__Passage shown__:
= Silent Snow, Secret Snow =

Short story by Conrad Aiken

"Silent Snow, Secret Snow" (1932) is Conrad Aiken's best-known short story, often included in anthologies of classic American horror and fantasy short fiction. It was first published in the Autumn 1932 issue of the Virginia Quarterly Review. It later appeared in The Collected Stories of Conrad Aiken in 1934, and since then has been widely anthologized.

==Plot==
The story tells of a 12-year-old boy named Paul Hasleman, who finds it increasingly difficult to pay attention to his classwork while growing more distant from his family. He is, instead, becoming more and more entranced by daydreaming about snow. This began when he was lying in bed one morning, awaiting the approach of the postman. Unable to hear the expected footfalls, the boy imagines that they have been muffled by newly fallen snow, and is surprised when he looks out the window and discovers that there is no snow on the ground.

Paul's increasing distance and indifference to the world around him alarms his parents. He has to struggle to get dressed and converse with others, because of the allure of his daydream about snow. His parents eventually call in a physician, who makes a house call to examine Paul. After revealing that he likes to think about snow, Paul tears himself away from the meeting with the physician and retreats to his room. When his mother pursues him, he tells her "Go away ... I hate you!", and is lost in the dreamworld of the snow.

__Records from a data collection__:
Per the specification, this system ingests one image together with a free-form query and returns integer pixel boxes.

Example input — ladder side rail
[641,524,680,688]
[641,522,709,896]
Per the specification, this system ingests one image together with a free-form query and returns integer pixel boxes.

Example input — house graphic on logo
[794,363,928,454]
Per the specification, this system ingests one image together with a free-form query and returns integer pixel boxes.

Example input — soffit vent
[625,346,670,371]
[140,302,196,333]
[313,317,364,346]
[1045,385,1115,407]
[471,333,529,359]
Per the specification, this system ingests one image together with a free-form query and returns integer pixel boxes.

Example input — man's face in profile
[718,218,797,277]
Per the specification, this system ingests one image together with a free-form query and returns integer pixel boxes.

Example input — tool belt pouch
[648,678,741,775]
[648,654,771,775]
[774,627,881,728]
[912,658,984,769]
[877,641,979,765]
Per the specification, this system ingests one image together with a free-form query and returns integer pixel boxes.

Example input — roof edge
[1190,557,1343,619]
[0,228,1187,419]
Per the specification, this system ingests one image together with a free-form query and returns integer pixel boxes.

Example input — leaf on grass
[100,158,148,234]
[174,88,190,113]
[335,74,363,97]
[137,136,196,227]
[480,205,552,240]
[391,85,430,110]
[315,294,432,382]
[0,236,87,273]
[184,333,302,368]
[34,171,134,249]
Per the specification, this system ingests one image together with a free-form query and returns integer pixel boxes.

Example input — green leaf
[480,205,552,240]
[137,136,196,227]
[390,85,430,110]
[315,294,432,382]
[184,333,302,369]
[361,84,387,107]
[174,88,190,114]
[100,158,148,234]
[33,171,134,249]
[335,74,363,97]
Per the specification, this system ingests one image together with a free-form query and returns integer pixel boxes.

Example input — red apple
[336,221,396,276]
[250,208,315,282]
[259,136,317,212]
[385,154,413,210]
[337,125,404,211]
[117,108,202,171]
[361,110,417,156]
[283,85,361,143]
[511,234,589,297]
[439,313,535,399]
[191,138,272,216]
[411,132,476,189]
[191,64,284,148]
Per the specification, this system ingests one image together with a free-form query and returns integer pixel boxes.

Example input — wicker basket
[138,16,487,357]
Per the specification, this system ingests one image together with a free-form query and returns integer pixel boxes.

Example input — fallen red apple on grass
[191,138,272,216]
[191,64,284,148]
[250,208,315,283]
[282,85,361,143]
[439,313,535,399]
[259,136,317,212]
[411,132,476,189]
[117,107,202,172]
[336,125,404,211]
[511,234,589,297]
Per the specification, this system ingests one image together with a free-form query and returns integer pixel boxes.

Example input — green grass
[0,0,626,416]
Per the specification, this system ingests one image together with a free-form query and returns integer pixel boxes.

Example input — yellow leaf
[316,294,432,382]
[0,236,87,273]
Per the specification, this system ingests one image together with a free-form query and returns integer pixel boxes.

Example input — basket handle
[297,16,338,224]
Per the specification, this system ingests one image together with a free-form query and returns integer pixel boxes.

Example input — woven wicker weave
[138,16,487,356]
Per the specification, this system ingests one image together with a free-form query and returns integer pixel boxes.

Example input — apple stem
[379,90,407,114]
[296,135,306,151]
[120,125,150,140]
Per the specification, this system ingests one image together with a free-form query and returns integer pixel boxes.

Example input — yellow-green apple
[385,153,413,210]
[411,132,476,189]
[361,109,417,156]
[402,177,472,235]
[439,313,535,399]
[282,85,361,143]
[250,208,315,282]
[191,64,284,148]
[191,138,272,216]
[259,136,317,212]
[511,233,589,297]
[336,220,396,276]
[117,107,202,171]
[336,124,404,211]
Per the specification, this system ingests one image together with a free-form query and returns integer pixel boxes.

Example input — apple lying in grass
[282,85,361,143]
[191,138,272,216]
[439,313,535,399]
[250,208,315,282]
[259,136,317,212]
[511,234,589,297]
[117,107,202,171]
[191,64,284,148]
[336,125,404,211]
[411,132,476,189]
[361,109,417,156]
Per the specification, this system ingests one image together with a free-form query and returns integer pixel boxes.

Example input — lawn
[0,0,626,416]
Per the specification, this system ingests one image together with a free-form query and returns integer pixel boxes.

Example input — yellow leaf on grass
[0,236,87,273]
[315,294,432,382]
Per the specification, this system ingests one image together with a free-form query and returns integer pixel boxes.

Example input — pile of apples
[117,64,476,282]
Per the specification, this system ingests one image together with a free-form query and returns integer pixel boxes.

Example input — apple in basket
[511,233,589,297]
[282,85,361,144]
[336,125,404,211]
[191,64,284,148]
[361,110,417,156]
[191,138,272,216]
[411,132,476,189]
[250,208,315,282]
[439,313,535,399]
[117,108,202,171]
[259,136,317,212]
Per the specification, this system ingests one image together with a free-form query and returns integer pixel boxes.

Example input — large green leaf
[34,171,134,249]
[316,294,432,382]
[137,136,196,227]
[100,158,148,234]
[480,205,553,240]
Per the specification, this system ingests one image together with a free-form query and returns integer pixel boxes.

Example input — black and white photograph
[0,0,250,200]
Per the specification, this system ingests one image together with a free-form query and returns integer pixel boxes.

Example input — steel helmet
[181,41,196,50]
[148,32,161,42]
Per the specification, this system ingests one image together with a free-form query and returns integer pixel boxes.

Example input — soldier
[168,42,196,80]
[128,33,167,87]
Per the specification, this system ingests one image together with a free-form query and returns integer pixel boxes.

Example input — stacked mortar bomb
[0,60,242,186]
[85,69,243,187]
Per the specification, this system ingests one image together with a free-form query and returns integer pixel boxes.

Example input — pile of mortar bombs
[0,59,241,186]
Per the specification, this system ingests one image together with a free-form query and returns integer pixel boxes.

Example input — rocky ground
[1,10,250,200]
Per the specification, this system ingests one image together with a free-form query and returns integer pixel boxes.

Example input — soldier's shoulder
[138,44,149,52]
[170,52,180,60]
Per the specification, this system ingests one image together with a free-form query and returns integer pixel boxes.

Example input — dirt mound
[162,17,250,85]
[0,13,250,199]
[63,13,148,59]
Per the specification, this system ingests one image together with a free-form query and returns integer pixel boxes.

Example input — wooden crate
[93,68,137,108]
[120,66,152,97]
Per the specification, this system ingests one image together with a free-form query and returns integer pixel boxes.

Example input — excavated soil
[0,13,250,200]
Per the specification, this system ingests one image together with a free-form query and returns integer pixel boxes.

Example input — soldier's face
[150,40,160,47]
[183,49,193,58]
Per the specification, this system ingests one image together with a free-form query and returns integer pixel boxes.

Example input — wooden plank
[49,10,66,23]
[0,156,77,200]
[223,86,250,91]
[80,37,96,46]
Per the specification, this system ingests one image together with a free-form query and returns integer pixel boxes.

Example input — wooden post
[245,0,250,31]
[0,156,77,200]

__Work task 1__:
Based on the passage about "Silent Snow, Secret Snow," decide whether each statement agrees with it. Answer yes or no for each, and quote the deciding words. (a) The story first appeared in the Virginia Quarterly Review. (b) Paul's fascination with snow started while he sat in class. (c) Paul's parents bring him to a physician's office.
__Work task 2__:
Write the next part of the passage about "Silent Snow, Secret Snow," starting after its final sentence.

__Response box 1__:
(a) Yes: "It was first published in the Autumn 1932 issue of the Virginia Quarterly Review."
(b) No: "This began when he was lying in bed one morning, awaiting the approach of the postman."
(c) No: "His parents eventually call in a physician, who makes a house call to examine Paul."

__Response box 2__:
==Interpretations==
The story tells of a normal boy's descent into a dream world of snow that he finds preferable to the dirty and mundane world. The story can also be thought of as a Symbolist rejection of reality. The progressive withdrawal from reality and social relationships, as well as preoccupation with idiosyncratically meaningful ideas could be interpreted as characteristic of schizophrenia.

==Adaptations==
In 1964 a 17-minute short film based on the story was produced by Gene Kearney.

It was dramatized as an episode of Rod Serling's Night Gallery, also directed by Kearney, starring Radames Pera and narrated by Orson Welles. The original broadcast date was October 20, 1971.

The story was the inspiration for an instrumental song of the same name by guitarist Jim Matheos on his first solo album, First Impressions.

The story inspired the song "Silent Snow" by musician Scott Appel on his album Nine of Swords.

The story inspired the song "KEROSENE" by musician OF SAINT.

The story is also referenced by English heavy metal band Loathe in their song "Is it Really You?"